** Opening DATA FOR REVIEW block **

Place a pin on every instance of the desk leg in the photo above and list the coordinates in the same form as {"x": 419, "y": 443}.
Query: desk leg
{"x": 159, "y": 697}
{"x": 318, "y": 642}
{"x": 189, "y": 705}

** Closing DATA FOR REVIEW block **

Every record above has to appear again, word for word.

ANSWER BELOW
Place a pin on every instance of the desk leg in the photo above and list the coordinates in the same form as {"x": 419, "y": 443}.
Query: desk leg
{"x": 159, "y": 697}
{"x": 318, "y": 642}
{"x": 189, "y": 705}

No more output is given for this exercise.